Data for analysis Start Marker

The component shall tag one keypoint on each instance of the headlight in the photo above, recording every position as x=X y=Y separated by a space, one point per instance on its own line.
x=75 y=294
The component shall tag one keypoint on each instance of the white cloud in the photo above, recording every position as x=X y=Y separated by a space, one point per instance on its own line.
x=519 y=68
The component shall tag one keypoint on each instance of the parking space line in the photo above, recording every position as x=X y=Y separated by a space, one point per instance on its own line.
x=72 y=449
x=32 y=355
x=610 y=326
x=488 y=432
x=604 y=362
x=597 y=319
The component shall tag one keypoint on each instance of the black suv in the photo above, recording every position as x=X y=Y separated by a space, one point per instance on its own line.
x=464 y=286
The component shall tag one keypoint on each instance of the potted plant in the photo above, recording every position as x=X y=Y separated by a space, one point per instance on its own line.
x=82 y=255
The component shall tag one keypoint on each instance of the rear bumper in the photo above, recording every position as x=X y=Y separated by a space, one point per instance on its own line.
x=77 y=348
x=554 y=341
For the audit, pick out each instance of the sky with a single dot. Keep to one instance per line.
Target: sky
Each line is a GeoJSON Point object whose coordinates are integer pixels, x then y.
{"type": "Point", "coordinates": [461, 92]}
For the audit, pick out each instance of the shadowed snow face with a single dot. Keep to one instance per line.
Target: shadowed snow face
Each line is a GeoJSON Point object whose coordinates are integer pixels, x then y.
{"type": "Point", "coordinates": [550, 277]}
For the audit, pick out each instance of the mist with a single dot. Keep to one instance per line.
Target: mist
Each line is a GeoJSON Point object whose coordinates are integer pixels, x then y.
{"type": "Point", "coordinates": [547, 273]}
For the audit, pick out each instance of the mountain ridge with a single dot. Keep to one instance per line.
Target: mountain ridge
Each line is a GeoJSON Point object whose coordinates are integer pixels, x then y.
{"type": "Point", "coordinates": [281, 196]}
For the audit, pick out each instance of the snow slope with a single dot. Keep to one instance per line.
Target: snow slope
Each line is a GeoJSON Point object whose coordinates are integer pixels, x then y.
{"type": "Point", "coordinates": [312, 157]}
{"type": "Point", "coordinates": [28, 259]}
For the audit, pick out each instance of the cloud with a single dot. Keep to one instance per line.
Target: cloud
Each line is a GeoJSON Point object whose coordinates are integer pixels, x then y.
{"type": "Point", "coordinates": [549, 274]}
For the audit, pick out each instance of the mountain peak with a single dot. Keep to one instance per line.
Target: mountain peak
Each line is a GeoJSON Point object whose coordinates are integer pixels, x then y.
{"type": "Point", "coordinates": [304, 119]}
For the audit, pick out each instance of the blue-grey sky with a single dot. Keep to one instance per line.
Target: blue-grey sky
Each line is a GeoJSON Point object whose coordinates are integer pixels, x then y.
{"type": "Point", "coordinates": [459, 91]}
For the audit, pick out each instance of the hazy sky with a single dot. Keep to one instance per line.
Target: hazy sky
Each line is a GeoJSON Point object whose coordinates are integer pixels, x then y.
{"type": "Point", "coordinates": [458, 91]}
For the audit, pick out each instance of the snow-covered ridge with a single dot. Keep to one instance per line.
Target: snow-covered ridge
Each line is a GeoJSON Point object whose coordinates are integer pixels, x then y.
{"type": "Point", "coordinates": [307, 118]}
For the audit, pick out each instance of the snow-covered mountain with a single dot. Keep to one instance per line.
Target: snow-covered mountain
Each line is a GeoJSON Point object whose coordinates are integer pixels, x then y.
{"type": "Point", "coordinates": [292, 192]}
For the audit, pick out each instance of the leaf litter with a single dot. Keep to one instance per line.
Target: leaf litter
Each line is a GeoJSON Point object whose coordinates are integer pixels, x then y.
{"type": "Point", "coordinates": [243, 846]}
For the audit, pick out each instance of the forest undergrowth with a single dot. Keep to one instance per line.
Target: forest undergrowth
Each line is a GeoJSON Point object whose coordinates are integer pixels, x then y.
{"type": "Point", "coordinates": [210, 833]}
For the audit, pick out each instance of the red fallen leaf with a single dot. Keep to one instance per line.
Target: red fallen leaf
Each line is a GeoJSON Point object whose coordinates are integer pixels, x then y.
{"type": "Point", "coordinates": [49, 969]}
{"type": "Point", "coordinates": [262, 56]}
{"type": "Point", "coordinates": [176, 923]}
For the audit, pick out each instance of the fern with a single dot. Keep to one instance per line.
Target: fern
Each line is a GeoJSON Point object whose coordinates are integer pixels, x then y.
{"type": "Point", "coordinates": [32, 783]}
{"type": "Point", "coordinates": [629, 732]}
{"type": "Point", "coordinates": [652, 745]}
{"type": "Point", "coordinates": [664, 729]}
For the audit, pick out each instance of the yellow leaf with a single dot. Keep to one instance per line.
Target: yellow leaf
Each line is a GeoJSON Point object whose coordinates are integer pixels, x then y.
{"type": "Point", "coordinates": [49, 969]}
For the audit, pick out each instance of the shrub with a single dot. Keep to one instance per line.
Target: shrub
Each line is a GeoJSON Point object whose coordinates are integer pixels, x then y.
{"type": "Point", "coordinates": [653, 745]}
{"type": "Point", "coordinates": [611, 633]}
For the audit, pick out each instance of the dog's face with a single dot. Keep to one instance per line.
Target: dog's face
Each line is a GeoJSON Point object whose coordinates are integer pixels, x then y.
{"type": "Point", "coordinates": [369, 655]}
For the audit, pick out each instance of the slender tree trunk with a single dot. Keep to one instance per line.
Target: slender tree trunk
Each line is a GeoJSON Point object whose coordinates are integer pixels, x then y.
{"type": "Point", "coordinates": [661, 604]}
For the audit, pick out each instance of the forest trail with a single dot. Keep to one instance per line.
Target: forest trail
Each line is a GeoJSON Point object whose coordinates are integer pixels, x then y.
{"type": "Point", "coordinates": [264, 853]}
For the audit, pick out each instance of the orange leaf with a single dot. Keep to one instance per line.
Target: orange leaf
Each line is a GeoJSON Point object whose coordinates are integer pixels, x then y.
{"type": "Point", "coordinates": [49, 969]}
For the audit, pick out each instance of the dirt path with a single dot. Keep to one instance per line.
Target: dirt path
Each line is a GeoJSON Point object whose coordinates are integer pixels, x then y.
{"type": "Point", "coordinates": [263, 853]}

Data for analysis End Marker

• The problem: Exactly as written, give again every line from the one containing "Target: dirt path" through the last line of the material above, and no other lines.

• Reply to the task:
Target: dirt path
Each line is a GeoJSON Point object whose coordinates are integer pixels, x then y.
{"type": "Point", "coordinates": [263, 853]}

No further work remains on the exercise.